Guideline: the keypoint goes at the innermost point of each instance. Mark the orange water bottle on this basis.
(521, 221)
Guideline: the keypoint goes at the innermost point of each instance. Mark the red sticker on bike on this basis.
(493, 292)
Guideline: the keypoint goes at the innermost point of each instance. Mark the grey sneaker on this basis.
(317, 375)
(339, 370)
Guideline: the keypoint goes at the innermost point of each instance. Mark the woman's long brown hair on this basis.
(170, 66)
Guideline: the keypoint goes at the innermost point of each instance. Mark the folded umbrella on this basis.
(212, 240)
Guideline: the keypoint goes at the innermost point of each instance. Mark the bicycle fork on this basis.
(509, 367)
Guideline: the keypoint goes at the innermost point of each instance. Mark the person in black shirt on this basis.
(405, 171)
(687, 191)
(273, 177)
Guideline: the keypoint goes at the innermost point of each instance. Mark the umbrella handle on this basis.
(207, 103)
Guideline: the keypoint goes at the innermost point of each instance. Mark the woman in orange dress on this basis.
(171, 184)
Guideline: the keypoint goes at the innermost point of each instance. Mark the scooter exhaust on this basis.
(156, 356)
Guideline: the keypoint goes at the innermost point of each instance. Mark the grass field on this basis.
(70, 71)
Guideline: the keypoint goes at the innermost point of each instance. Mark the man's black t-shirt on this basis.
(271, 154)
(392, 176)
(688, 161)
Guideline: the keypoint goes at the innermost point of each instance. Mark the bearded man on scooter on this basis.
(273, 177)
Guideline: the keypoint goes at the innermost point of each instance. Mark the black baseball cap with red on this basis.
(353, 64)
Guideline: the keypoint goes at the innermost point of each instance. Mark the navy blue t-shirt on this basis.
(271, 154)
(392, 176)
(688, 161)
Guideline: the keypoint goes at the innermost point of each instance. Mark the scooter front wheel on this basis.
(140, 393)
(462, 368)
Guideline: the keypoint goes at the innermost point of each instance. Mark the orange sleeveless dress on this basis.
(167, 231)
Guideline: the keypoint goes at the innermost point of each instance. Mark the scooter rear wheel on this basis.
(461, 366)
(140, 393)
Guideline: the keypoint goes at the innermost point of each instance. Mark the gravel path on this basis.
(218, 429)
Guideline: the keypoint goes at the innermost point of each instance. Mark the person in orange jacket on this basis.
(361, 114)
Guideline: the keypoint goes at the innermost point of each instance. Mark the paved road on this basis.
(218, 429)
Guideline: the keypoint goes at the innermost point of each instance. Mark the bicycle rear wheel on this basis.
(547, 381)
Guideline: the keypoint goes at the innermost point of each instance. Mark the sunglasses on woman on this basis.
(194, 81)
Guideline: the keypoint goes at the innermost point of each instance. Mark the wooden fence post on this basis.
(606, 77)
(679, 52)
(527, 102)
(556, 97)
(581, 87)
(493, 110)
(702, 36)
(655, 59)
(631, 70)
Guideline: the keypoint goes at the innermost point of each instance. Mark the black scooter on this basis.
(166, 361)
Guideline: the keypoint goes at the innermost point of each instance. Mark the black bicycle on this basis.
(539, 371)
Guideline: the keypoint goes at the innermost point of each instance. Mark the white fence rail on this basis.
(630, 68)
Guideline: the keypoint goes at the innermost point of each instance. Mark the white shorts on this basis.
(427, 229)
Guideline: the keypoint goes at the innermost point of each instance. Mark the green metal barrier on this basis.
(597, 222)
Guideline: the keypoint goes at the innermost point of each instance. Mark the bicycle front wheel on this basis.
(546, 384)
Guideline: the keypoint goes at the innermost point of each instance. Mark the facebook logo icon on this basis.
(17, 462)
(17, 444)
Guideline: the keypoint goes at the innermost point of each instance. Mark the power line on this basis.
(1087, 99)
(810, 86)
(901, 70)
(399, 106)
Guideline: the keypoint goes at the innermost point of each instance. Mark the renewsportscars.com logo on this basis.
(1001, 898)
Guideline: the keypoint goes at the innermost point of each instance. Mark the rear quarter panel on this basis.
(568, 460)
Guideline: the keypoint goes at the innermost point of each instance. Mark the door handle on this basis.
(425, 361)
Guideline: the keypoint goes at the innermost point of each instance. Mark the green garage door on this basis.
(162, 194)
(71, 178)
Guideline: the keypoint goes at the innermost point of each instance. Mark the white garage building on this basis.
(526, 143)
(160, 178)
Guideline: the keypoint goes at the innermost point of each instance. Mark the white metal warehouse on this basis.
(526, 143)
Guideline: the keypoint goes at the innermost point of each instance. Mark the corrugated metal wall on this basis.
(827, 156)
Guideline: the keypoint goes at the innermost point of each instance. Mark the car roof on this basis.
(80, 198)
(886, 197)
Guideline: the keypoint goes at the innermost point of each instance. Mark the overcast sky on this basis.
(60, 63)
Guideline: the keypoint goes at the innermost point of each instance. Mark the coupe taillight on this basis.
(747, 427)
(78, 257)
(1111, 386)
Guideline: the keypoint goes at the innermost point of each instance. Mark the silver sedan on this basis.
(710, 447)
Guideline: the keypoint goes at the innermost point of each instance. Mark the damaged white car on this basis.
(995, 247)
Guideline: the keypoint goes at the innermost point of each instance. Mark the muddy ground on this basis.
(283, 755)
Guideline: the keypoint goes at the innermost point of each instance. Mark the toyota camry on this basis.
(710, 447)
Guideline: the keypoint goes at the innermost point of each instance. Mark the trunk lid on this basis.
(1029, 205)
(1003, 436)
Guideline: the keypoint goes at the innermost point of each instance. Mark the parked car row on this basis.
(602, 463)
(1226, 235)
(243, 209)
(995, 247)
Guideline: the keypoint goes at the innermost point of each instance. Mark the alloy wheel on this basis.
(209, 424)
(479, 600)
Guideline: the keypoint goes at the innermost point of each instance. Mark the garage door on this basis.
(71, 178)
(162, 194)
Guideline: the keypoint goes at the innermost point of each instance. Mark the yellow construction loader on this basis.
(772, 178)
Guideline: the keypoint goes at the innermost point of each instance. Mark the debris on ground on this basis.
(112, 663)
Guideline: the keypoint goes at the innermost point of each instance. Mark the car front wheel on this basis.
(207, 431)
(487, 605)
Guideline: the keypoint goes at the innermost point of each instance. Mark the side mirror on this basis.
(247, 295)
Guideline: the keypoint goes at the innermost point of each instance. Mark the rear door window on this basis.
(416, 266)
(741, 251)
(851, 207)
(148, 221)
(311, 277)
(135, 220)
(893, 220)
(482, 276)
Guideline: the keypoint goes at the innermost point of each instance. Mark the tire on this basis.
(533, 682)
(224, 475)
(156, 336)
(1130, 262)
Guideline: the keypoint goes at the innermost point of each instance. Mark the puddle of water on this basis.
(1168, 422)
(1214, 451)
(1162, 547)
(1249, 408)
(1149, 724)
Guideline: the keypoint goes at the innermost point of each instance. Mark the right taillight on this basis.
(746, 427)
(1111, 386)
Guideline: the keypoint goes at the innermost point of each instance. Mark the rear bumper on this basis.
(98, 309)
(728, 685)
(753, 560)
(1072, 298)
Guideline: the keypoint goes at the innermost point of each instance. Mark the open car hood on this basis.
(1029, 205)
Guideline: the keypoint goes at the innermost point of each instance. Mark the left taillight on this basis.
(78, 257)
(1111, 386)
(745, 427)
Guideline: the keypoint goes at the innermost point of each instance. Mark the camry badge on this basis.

**Request:** Recopy the entries above in their entirety, exactly.

**Final answer:**
Guideline: the keypoint goes at the innermost point of each instance. Mark the orange water bottle on this basis.
(521, 221)
Guideline: the keypoint goes at the innermost point of each instance. Mark the red sticker on bike on this basis.
(493, 292)
Guideline: the keypoint goes at the innermost point of each instance. Mark the grey sneaker on this basis.
(317, 375)
(339, 370)
Guideline: the keypoint goes at the innermost point of each instance. Mark the woman's long brown hair on this basis.
(170, 66)
Guideline: the keypoint goes at the innermost point of each instance. Mark the folded umbrella on this basis.
(212, 240)
Guideline: the keypoint goes at the innermost point of each instance. Mark the bicycle fork on this basis.
(509, 367)
Guideline: the keypoint goes at the innermost point of each instance. Mark the person in black shirt on this basis.
(405, 171)
(687, 191)
(273, 177)
Guideline: the keypoint goes at the innermost point of each instance. Mark the umbrella handle on this basis.
(207, 103)
Guideline: the keypoint goes at the innermost point of each instance. Mark the woman in orange dress on this basis.
(171, 184)
Guideline: the keypoint goes at the innermost point of each instance. Mark the scooter exhaust on this basis.
(156, 356)
Guideline: the keypoint goes at the innermost point of each instance. Mark the grass field on this basis.
(70, 71)
Guideline: the keypoint goes at the innermost point of each instance. Mark the man's black t-shirt on this basis.
(271, 154)
(392, 176)
(688, 161)
Guideline: the keypoint goes at the innermost point of each instance. Mark the bearded man on scooter on this basis.
(273, 177)
Guideline: the keypoint goes at the innermost point of each instance. Mark the black baseball cap with red on this basis.
(353, 64)
Guideline: the keypoint goes at the innermost point of each instance. Mark the navy blue t-shirt on this basis.
(271, 154)
(392, 176)
(688, 161)
Guideline: the keypoint goes at the innermost point of each instance. Mark the scooter front wheel on this basis.
(140, 393)
(462, 368)
Guideline: the keypoint goes at the innermost point of each instance. Mark the orange sleeveless dress on this basis.
(167, 231)
Guideline: the keypoint goes at the innermost point of each instance. Mark the scooter rear wheel on this basis.
(461, 366)
(140, 393)
Guideline: the keypoint goes at the innermost point of each instance. Mark the gravel path on this basis.
(218, 429)
Guideline: the keypoint goes at the innermost point of each instance. Mark the person in orange jacket on this basis.
(361, 114)
Guideline: the keypoint goes at the innermost point of each instance. Mark the paved road on this basis.
(218, 429)
Guideline: the keypoint goes at the innermost point of each instance. Mark the bicycle rear wheel on this basis.
(547, 381)
Guideline: the keypoint goes at the innermost point of each instance. Mark the sunglasses on woman on this basis.
(194, 81)
Guideline: the keypoint goes at the innermost point of each instance. Mark the wooden fence post on this basis.
(606, 77)
(679, 52)
(527, 102)
(556, 97)
(581, 87)
(493, 110)
(702, 36)
(655, 59)
(631, 70)
Guideline: the keypoint goes at the innermost point of each instance. Mark the black scooter on this basis.
(166, 361)
Guideline: the keypoint goes at the innermost point of each instance. Mark the black bicycle on this basis.
(539, 371)
Guideline: the keypoint goes at the innermost point of each instance. Mark the white fence rail on this basis.
(630, 68)
Guideline: the keypoint goes at the innermost point of each instance. Mark the white shorts on this basis.
(427, 229)
Guideline: the keypoint goes at the innermost point of each instance. Mark the green metal barrier on this basis.
(597, 222)
Guideline: the keypoint goes at the innermost point of each instance. Mark the bicycle front wheel on this basis.
(546, 384)
Guideline: the keypoint goes at the innermost point of each instance. Mark the facebook logo icon on this basis.
(17, 462)
(17, 444)
Guideline: the keypoint goes at the innermost point of each instance. Mark the power line on this basis.
(1087, 99)
(810, 86)
(901, 70)
(399, 106)
Guideline: the keypoint goes at the innermost point of each instance. Mark the renewsportscars.com logo on this basis.
(1001, 898)
Guideline: the keypoint goes at the innermost point of each instance. Mark the rear quarter panel on this basis.
(568, 460)
Guideline: the keypoint goes at the innermost point of each instance. Mark the door handle on this basis.
(425, 361)
Guideline: the keypoint goes at the innermost point of each instance. Mark the green garage door on this basis.
(162, 194)
(71, 178)
Guideline: the keypoint goes at the innermost point of each instance. Mark the white garage building on this basis.
(526, 143)
(160, 178)
Guideline: the keypoint goes at the innermost point of each instance. Mark the white metal warehouse on this basis.
(526, 143)
Guideline: the keypoint goes at the innermost point of each instance. Mark the corrugated metal wall on this basis.
(827, 156)
Guideline: the keypoint goes at the innermost point of each instance. Mark the car roof on this basis.
(80, 198)
(886, 197)
Guideline: the keypoint goes at the innermost point of each instance. Mark the overcast sky on this basis.
(60, 63)
Guideline: the keypoint goes at the innermost point of each instance. Mark the coupe taillight on this basis.
(747, 427)
(78, 257)
(1111, 386)
Guideline: the keypoint goes at the innermost point of each instance. Mark the silver sedan on this basis.
(710, 447)
Guideline: the keypoint goes at the innermost point of each instance. Mark the damaged white car on this basis.
(995, 247)
Guideline: the keypoint goes at the innermost point of each instance. Mark the muddy ground on this basis.
(283, 755)
Guideline: the keypoint goes at the innermost point of each instance. Mark the toyota camry on this basis.
(710, 447)
Guideline: the keypoint goes at the innermost point of each instance. Mark the trunk lid on this basis.
(1029, 205)
(1003, 436)
Guideline: the keypoint goes at the innermost point of each instance. Mark the parked car row on this basis.
(602, 463)
(1226, 235)
(243, 209)
(995, 247)
Guideline: the keypoint goes at the innermost point of each instance. Mark the alloy wheel on this basis.
(209, 424)
(479, 600)
Guideline: the keypoint goes at the innermost point of each instance. Mark the garage door on this basis.
(71, 178)
(162, 194)
Guideline: the keypoint goes at the innermost point of each instance. Mark the yellow construction loader on this basis.
(772, 178)
Guideline: the keypoint goes at the innermost point of each instance. Mark the debris on ground on this basis.
(112, 663)
Guideline: the keypoint goes at the innermost point of each instance. Mark the car front wheel on this basis.
(207, 431)
(487, 605)
Guideline: the keypoint goes at the innermost point of each instance. Mark the side mirror on this basis.
(247, 295)
Guideline: the keypoint goes at the innermost point of each instance. Mark the rear door window on this basis.
(416, 266)
(741, 251)
(851, 207)
(148, 221)
(311, 277)
(135, 220)
(893, 220)
(482, 276)
Guideline: the keypoint goes at the innermost point of each instance. Mark the tire on this basis.
(533, 682)
(224, 475)
(156, 336)
(1130, 262)
Guideline: the keypoint goes at the innermost point of each instance. Mark the puddle of water on this basis.
(1168, 422)
(1214, 451)
(1162, 547)
(1249, 408)
(1149, 724)
Guideline: the keypoint goes at the innermost point of each instance. Mark the right taillight on this basis.
(746, 427)
(1111, 386)
Guideline: the keypoint goes at the innermost point of each instance. Mark the rear bumper on this basis.
(98, 309)
(728, 685)
(753, 560)
(1072, 298)
Guideline: the keypoint goes at the innermost point of each instance. Mark the open car hood on this basis.
(1029, 205)
Guideline: the keypoint goes at the innermost point of each instance. Mark the left taillight on this basis.
(78, 257)
(1111, 386)
(745, 427)
Guideline: the keypoint goes at the innermost point of each instance. Mark the camry badge on this basis.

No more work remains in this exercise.